[Provided passage]:

----------

Thus did the faculty say goodbye to a president who had served them well for 28 years,
first as a teacher, one-time football coach, director of the "training school," and president.
J. H. Ames was of New England lumberjack stock whose parents had followed the logging industry west and settled in central Wisconsin. He attended a one-room rural school and later was graduated from the Normal School at Stevens Point, after which he taught at a rural school, served as principal at several Wisconsin schools and joined the Normal School faculty at River Falls in 1909. His academic interest always centered on history and he was a follower of Frederic Jackson Turner who taught pioneer history at UW-Madison. In his later years he (with his brother) wrote several history texts for use in the elementary schools.
Though he could have been pleased with the campus development when he became President in 1917, he sought more buildings than North Hall and South Hall, and more faculty holding advanced degrees. He had no interest in building a large school with large enrollment, but sought to move the institution up the ladder of quality teaching and accreditment by the North Central Association of Schools. He was happy to report in 1925 that this accreditment had come since the school placed emphasis on academic work and the departments were balanced and staffed for granting the B.Ed. degree.
It is no accident that President Ames had the complete confidence of the governing board in those years when the college was being built. His long experience in teaching and administration, his great interest in one field of learning in particular and of learning in general, his creative drive that had caused him to become the co-author of four American history texts and one volume on education in Wisconsin; these factors explain much about how the solid basis upon which he had slowly built here had been recognized by the governing regents. Faculty and students who have lived and worked with him will always remember that his counsel was good and his attitudes not subject to whim or fancy. The college is in a large sense the result not only of historic forces that affected all institutions of higher learning in this period but also the result of wise stewardship for over a quarter of a century. It is fitting that the new campus school opened in 1962, now the Teacher Education Center, be named in his honor.

----------

[Objective 1]:
Edit the passage about J. H. Ames starting at "J. H. Ames was" and ending at "the elementary schools.", replacing "Stevens Point" with "Eau Claire".
The passage about J. H. Ames has nothing to do with the rows of saved data entries.

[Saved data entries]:
----------

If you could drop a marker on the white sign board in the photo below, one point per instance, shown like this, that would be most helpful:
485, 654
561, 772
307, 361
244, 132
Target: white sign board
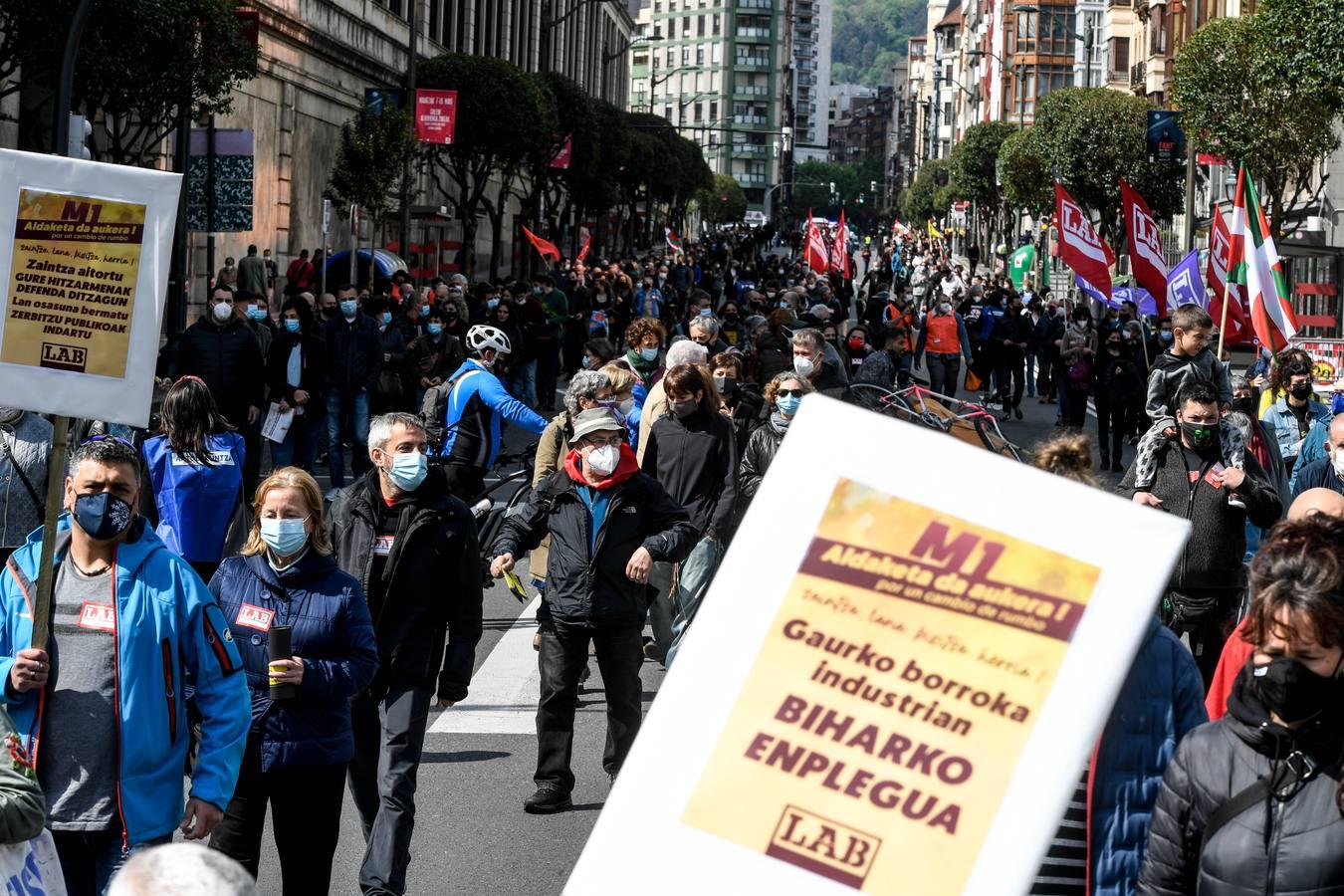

----------

[Objective 2]:
Express each line of the rows under Saved data entries as a string in a JSON list, skipping blank lines and leaving the pictures out.

[Full output 1]:
J. H. Ames was of New England lumberjack stock whose parents had followed the logging industry west and settled in central Wisconsin. He attended a one-room rural school and later was graduated from the Normal School at Eau Claire, after which he taught at a rural school, served as principal at several Wisconsin schools and joined the Normal School faculty at River Falls in 1909. His academic interest always centered on history and he was a follower of Frederic Jackson Turner who taught pioneer history at UW-Madison. In his later years he (with his brother) wrote several history texts for use in the elementary schools.

[Full output 2]:
[
  "If you could drop a marker on the white sign board in the photo below, one point per instance, shown like this, that would be most helpful:",
  "485, 654",
  "561, 772",
  "307, 361",
  "244, 132",
  "Target: white sign board"
]